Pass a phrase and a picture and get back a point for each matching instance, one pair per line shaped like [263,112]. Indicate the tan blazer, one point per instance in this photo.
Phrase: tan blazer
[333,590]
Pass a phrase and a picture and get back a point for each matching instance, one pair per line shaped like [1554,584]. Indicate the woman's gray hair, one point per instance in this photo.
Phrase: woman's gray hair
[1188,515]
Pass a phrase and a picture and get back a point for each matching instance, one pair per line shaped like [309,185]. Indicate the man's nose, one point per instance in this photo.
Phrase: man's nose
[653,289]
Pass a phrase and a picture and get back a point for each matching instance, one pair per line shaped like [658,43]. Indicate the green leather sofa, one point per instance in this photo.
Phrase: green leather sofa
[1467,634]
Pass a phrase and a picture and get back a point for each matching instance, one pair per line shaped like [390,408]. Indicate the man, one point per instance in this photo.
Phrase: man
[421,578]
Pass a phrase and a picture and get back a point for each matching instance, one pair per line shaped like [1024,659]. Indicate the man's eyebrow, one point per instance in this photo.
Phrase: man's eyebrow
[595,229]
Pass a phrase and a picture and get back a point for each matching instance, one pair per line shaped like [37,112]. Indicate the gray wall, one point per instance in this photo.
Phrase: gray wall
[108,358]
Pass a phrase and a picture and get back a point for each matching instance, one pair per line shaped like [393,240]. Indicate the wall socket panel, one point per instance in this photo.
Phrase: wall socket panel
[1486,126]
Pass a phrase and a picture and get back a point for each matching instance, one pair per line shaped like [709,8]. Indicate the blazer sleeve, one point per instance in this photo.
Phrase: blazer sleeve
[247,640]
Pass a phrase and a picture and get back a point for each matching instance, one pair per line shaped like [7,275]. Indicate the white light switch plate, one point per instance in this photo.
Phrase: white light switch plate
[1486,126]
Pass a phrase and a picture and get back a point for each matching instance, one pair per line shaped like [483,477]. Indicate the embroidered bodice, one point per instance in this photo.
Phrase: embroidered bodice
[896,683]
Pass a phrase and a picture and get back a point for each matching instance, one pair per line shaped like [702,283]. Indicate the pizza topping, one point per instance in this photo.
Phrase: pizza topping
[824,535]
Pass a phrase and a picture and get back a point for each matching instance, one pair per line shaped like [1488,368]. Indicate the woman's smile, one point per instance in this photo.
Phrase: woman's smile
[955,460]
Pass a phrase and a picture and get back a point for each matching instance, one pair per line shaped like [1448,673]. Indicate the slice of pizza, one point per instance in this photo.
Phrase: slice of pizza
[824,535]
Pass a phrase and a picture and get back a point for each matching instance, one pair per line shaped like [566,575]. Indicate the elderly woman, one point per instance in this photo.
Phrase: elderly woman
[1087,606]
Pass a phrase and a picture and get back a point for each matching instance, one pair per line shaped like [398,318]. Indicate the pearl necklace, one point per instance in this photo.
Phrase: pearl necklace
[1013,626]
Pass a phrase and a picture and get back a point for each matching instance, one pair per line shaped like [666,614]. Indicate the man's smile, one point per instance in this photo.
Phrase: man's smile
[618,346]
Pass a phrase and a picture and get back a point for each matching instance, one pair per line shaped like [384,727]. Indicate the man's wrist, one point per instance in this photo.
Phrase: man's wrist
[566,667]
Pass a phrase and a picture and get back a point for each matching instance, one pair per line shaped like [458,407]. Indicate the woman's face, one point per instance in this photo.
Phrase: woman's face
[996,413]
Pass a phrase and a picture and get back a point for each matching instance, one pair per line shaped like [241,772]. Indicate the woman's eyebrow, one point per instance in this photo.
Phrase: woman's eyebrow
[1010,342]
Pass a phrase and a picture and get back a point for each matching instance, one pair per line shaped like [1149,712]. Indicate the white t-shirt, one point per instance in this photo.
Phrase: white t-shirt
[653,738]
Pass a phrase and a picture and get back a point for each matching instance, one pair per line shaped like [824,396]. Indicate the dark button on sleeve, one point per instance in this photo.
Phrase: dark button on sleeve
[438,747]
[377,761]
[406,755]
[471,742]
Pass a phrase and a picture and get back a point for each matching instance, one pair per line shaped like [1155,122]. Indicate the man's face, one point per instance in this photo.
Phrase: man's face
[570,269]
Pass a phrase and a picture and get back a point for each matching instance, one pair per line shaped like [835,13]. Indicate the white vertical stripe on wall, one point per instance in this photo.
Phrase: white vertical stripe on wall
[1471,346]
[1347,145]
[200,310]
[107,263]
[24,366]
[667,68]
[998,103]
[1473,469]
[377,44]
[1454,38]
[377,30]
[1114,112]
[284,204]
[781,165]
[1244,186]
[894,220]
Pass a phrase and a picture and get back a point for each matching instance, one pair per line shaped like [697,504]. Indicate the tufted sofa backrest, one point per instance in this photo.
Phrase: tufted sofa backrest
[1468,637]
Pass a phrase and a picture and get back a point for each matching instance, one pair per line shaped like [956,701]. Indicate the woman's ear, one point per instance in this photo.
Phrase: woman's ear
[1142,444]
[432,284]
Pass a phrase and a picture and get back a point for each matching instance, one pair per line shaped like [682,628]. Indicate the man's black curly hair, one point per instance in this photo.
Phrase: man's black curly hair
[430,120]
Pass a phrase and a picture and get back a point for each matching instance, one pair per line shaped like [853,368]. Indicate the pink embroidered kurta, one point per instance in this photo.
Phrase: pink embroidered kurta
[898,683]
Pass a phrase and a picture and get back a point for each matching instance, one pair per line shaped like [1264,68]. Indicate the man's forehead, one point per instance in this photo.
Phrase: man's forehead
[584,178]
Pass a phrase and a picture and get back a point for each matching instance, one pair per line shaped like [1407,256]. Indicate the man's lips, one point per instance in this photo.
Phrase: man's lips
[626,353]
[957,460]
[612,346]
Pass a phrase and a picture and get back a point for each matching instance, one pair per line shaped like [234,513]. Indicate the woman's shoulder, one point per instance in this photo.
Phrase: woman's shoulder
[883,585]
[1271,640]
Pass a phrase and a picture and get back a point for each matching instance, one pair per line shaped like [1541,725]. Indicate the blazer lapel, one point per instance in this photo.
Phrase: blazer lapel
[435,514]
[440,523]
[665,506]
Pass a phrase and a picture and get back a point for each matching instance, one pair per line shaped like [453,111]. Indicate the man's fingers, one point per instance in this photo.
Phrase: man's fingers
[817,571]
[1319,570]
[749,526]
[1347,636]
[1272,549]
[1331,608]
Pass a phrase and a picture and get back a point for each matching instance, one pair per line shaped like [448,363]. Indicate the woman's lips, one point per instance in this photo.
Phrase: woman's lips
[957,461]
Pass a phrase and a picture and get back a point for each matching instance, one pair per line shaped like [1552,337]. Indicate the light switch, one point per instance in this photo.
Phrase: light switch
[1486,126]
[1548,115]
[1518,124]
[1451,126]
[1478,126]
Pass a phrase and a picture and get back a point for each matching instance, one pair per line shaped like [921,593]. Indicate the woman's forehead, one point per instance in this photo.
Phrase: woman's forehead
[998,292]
————
What you give back should match the entries above exactly.

§ EXERCISE RESULT
Pass a phrase and a picture and get back a point for each matching instance, one pair per line shaped like [263,112]. Indicate the tan blazer, one point per instance in this photo.
Phrase: tan blazer
[333,590]
Pass a phrase and a picture and get back a point for each matching instance, one pair per line shaped like [1554,584]. Indicate the woman's gray hair, one point per instance in this photo.
Phrase: woman's gray hair
[1188,515]
Pass a phrase and a picture and get back a point for each matching instance, one pair per line shaped like [309,185]. Indicate the man's nose, one point per instance in this photo.
Phrase: man's nose
[653,289]
Pass a phrase and a picture and get back a point for each matching instance, one pair per line shaped like [658,43]. Indicate the green leather sofa, one point per instance in this photo.
Phrase: green leather sofa
[1467,634]
Pass a phrase and a picture and get back a point for each matching instance, one pair per line shaped like [390,408]. Indicate the man, one point per instance in this photo.
Phrase: man
[421,578]
Pass a phrase and a picture and get back a point for each matching instance, one pair per line shaped like [1024,659]. Indicate the man's eyebrow, one point per instance in this photo.
Phrase: man's eyebrow
[595,229]
Pass a phrase and a picture and get back a point for each matching instance, one pair per line shaped like [37,112]. Indicate the gray wall, one point per instance in this photo.
Phrase: gray wall
[108,358]
Pass a phrase and a picture and get back a point for each matching instance, one pair per line shaped like [393,240]. Indicate the wall socket panel, one point per instance in this photo.
Phrase: wall socket panel
[1486,126]
Pass a phrase and a picture and get back a point for each matching instance, one pair per line shaped like [709,8]. Indicate the blazer sleeve, one point per instance in this photo.
Phrase: blazer sleeve
[247,640]
Pass a phrase and a picture and get back a point for each matching instance, one pair per line shaped like [7,275]. Indicate the white light switch plate, one point per instance in this photo.
Phrase: white light switch plate
[1486,126]
Pass a phrase and a picture and get back a point for each matching instance, one pair per line shaped like [483,477]. Indicate the embroidered bodice, one point per instance in this photo.
Phrase: embroidered bodice
[896,683]
Pass a phrase and a picture and get back a point for each matching instance, one pair per line shaped like [702,283]. Indicate the pizza topping, one point per instance in this photo.
Phrase: pizza topping
[824,535]
Pass a phrase and a picture and get back a point for each matching instance, one pair per line shaped like [1488,368]. Indicate the woman's smile, one point per instance in this photo.
Phrase: woman's smile
[955,460]
Pass a phrase and a picture and get back a point for each matching instance, one pair per line shaped like [1448,673]. Indicate the slice of pizza, one point per instance in this photo.
Phrase: slice of pizza
[824,535]
Pass a phrase and a picture and get back a point for each matching instance, one pair per line shaped like [566,575]. Indicate the elderly woman, one point per instance in this photo.
Phrase: elderly woman
[1087,606]
Pass a phrase and a picture and get back a point for each matching instance, one pair per line shaped like [398,318]. Indicate the pearl necklace, one point per instance in this photo.
Phrase: pearl necklace
[1013,626]
Pass a phrase and a picture and get back a point for each matching instance, one pair per line shaped like [666,614]. Indicate the man's smile, one point per instance in this photo.
Phrase: man's smile
[618,346]
Pass a phrase and a picture and get back a point for each matching instance, one pair per line shaped like [384,727]. Indicate the man's wrist, one point per instance in this photo.
Phrase: man's wrist
[566,667]
Pass a phrase and a picture and get back a point for each matching instance, one pair per line shaped like [458,407]. Indicate the woman's face, one point per instance in this photo.
Phrase: woman's face
[996,413]
Pass a phrase and a picture and get back a point for each matching instance, one pair per line shaped like [241,772]. Indicate the woman's eyebrow, one point per instance in this photo.
Phrase: woman's eyebrow
[1010,342]
Pass a phrase and a picture and get back a point for each matching instance, one pair per line shaped like [1149,712]. Indicate the white t-shirt, one point per instance in this photo.
Phrase: white t-shirt
[653,738]
Pass a phrase and a picture and get back a point for each matching instance, one pair per line shaped like [824,396]. Indicate the dark button on sleeve, one point per instance in this photo.
Phrase: dark button on sleeve
[438,747]
[377,761]
[406,755]
[471,742]
Pass a phrase and a picture and get back a point for each matching instance, one pair per line shaped like [1155,122]. Indicate the man's face, one point per instance in this photo.
Phrase: man's face
[570,269]
Pass a phrase and a picture and get back a point for each matching instance, one pair per line shaped like [835,13]. Indicate the white vertical stripe on wall, one point per instance in this photo.
Phrase: white vertical stripe on wall
[1471,346]
[1347,145]
[200,310]
[107,263]
[24,366]
[667,68]
[998,103]
[1473,469]
[377,44]
[1454,38]
[377,30]
[1114,112]
[284,204]
[781,165]
[1244,186]
[894,220]
Pass a phrase and a picture and get back a point for each matching instance, one pair per line shaped like [697,504]. Indicate the tufted sofa backrest, one point per instance in this photo.
Phrase: tufted sofa backrest
[1468,637]
Pass a phrase and a picture and get back a point for each matching instance, one pair per line shaped like [956,701]. Indicate the woman's ear, one point per instance in this photo.
Phrase: woman's ear
[1142,444]
[432,284]
Pass a phrase and a picture and get back a point for each matching instance, one pair per line shaped like [682,628]. Indicate the man's black curly hair, one point per instance in this photo.
Phrase: man's black curly hair
[430,120]
Pass a phrase and a picture and get back a point for each matching instance, one pair per line shaped like [853,368]. Indicate the pink embroidered kurta, one point per instance in this photo.
Phrase: pink embroidered kurta
[898,683]
Pass a phrase and a picture and get back a point for each matching instance, one pair per line shaped like [1264,68]. Indicate the man's forehead, one point per instance in this photo.
Phrase: man's forehead
[584,178]
Pass a phrase and a picture and get back a point for each matching instance, one pair per line shaped like [1407,256]. Indicate the man's lips, one point per instance in this photo.
Phrase: man's lips
[626,353]
[957,460]
[612,346]
Pass a phrase and a picture and get back a point for each matching instance, one pair per line shaped like [234,513]. Indicate the woman's shoulder, one point per instance in this photo.
Phrase: woman's shoulder
[883,585]
[1271,640]
Pass a phrase and a picture and get back a point for each matching instance, one pair per line shaped like [1541,725]. Indicate the blazer lapel, one point per instance in this photo.
Phrase: blazer lapel
[435,514]
[440,523]
[665,506]
Pass a phrase and a picture and get back a point for each matching instance, one pair per line shaped like [453,111]. Indicate the man's fingers, one point per instance in this photo.
Phrase: man's fingers
[817,571]
[1319,570]
[749,526]
[1347,636]
[1272,549]
[1331,608]
Pass a phrase and a picture and get back a point for each matching instance, one pair per line shaped like [448,363]. Indicate the woman's lips, one point per instance in this photo.
Phrase: woman's lips
[957,461]
Pass a phrase and a picture and get back a point for each matching instance, one pair per line shaped like [1552,337]. Indicate the light switch, one point per instance in this photo.
Phrase: light switch
[1486,126]
[1548,115]
[1518,124]
[1451,126]
[1478,126]
Pass a phrase and a picture and get back a point for each matching instance, one pair per line shaped like [921,593]. Indicate the woman's forehead, one point per instance in this photo.
Phrase: woman's forehead
[998,292]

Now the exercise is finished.